## Goal
Change every "fill-rule evenodd" in the material below to "fill-rule nonzero" and reproduce the rest of the material unchanged. Omit the pictures from your output.

[Stored items from a collection]

_ _ _ _

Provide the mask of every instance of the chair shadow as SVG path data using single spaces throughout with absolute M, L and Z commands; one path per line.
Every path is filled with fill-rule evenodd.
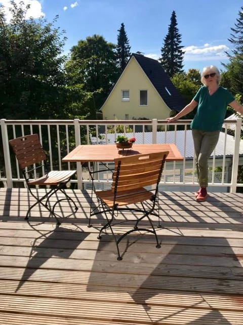
M 100 242 L 87 291 L 127 292 L 135 304 L 143 307 L 150 320 L 154 317 L 152 310 L 150 315 L 150 310 L 154 304 L 156 304 L 155 297 L 162 293 L 169 297 L 172 292 L 176 292 L 177 296 L 181 294 L 182 298 L 186 297 L 187 295 L 201 297 L 201 301 L 197 304 L 199 306 L 195 306 L 193 303 L 185 307 L 182 303 L 178 314 L 184 313 L 185 311 L 186 314 L 189 313 L 192 309 L 200 308 L 202 303 L 209 304 L 207 298 L 203 297 L 204 295 L 206 297 L 217 292 L 219 296 L 232 295 L 233 300 L 234 297 L 243 294 L 242 286 L 237 287 L 235 284 L 243 277 L 243 268 L 225 238 L 159 236 L 161 247 L 157 249 L 151 236 L 130 235 L 127 241 L 124 240 L 124 242 L 119 244 L 121 250 L 126 253 L 123 261 L 117 261 L 114 255 L 110 263 L 102 263 L 101 261 L 102 256 L 104 260 L 104 252 L 108 250 L 107 254 L 110 257 L 110 250 L 113 248 L 113 251 L 115 251 L 113 243 L 107 241 L 109 236 L 106 235 L 105 240 L 103 237 Z M 146 249 L 141 246 L 141 236 L 143 236 L 142 243 L 144 248 L 147 246 Z M 109 240 L 112 240 L 111 235 Z M 212 253 L 213 246 L 215 249 Z M 220 248 L 219 250 L 219 247 L 223 248 L 222 252 Z M 101 272 L 103 273 L 104 276 L 97 276 L 97 272 L 100 275 Z M 161 299 L 158 298 L 160 299 L 158 304 L 163 303 Z M 202 309 L 205 309 L 205 307 Z M 190 310 L 187 312 L 188 309 Z M 217 310 L 217 307 L 213 309 L 209 312 L 205 311 L 207 314 L 193 321 L 190 322 L 188 317 L 186 323 L 230 323 Z M 154 323 L 166 321 L 168 318 L 170 323 L 174 316 L 172 313 L 163 319 L 156 319 Z M 220 321 L 221 322 L 219 322 Z M 153 321 L 151 321 L 153 323 Z
M 80 229 L 73 230 L 60 226 L 57 226 L 54 230 L 47 233 L 42 234 L 29 222 L 29 224 L 37 231 L 40 236 L 33 242 L 29 260 L 15 292 L 18 291 L 35 271 L 49 258 L 53 257 L 69 258 L 80 243 L 90 234 L 89 233 L 81 232 Z M 62 243 L 60 240 L 63 242 Z

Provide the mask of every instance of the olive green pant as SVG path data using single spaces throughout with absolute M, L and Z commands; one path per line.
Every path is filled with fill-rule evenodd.
M 201 187 L 206 187 L 209 179 L 208 161 L 217 144 L 220 131 L 202 131 L 195 129 L 192 131 L 199 185 Z

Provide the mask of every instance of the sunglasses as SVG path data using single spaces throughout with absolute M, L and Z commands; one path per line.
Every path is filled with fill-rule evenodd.
M 205 76 L 204 76 L 204 77 L 206 79 L 207 79 L 210 77 L 212 77 L 212 78 L 213 78 L 216 75 L 216 74 L 215 72 L 214 72 L 213 73 L 210 73 L 209 75 L 205 75 Z

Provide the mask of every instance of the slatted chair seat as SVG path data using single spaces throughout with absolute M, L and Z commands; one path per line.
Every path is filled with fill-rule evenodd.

_ _ _ _

## Solution
Provide the mask of every instance of the chair shadow as SVG path data using single spaces throughout with absolute M, L and Z commands; one path per line.
Every path is filled with fill-rule nonzero.
M 100 242 L 87 291 L 127 292 L 135 304 L 143 307 L 150 320 L 154 317 L 152 310 L 150 315 L 150 310 L 154 304 L 156 304 L 155 297 L 162 293 L 169 297 L 172 292 L 176 292 L 177 296 L 181 294 L 182 298 L 186 297 L 187 295 L 201 297 L 201 301 L 197 304 L 199 306 L 195 306 L 193 303 L 185 307 L 182 303 L 178 314 L 184 313 L 185 311 L 186 314 L 189 313 L 192 309 L 200 308 L 202 303 L 209 304 L 207 298 L 203 297 L 204 295 L 206 297 L 217 292 L 219 296 L 232 295 L 233 300 L 234 297 L 243 294 L 242 286 L 237 287 L 235 284 L 243 277 L 243 268 L 225 238 L 159 236 L 161 247 L 157 249 L 151 236 L 130 235 L 127 241 L 124 240 L 124 242 L 119 244 L 121 250 L 126 253 L 123 261 L 117 261 L 114 255 L 110 263 L 102 263 L 101 261 L 102 256 L 104 260 L 104 252 L 108 250 L 107 254 L 110 257 L 110 250 L 113 248 L 113 251 L 115 251 L 113 243 L 107 241 L 109 236 L 106 235 L 105 240 L 103 237 Z M 146 249 L 141 246 L 141 236 L 143 236 L 142 243 L 144 248 L 147 246 Z M 109 240 L 112 240 L 111 235 Z M 212 253 L 213 246 L 215 249 Z M 220 248 L 219 250 L 219 247 L 223 248 L 222 252 Z M 101 272 L 103 273 L 104 276 L 97 276 L 97 272 L 100 275 Z M 161 299 L 158 298 L 160 299 L 158 304 L 163 303 Z M 202 309 L 205 309 L 205 307 Z M 190 310 L 187 312 L 188 309 Z M 217 310 L 217 307 L 213 309 L 209 312 L 205 311 L 207 314 L 193 321 L 190 322 L 188 317 L 186 323 L 230 323 Z M 154 323 L 166 321 L 168 318 L 170 323 L 174 316 L 172 313 L 163 319 L 156 319 Z M 220 321 L 221 322 L 219 322 Z M 153 321 L 151 321 L 153 323 Z
M 80 229 L 73 230 L 60 226 L 57 226 L 54 230 L 47 233 L 42 234 L 29 222 L 29 224 L 37 231 L 40 236 L 33 242 L 29 260 L 15 292 L 18 291 L 35 271 L 49 258 L 53 257 L 69 258 L 80 243 L 90 234 L 89 233 L 81 232 Z M 62 243 L 60 240 L 63 242 Z

Provide the mask of every instance of the olive green pant as SVG path data using single spaces throughout with absolute M, L and Z commands; one path per line.
Every path is filled with fill-rule nonzero.
M 201 187 L 206 187 L 209 179 L 208 161 L 217 144 L 220 131 L 202 131 L 195 129 L 192 131 L 199 185 Z

Provide the mask of every instance of the sunglasses as SVG path data using single spaces throughout with absolute M, L and Z commands; one path per line.
Every path is filled with fill-rule nonzero.
M 205 76 L 204 76 L 204 77 L 206 79 L 207 79 L 210 77 L 212 77 L 212 78 L 213 78 L 216 75 L 216 74 L 215 72 L 214 72 L 213 73 L 210 73 L 209 75 L 205 75 Z

Provide the mask of every instance of the slatted chair seat as SVG path data using single spaces throughout with absolute M, L and Z commands; one path per line.
Every path is filled with fill-rule nonzero.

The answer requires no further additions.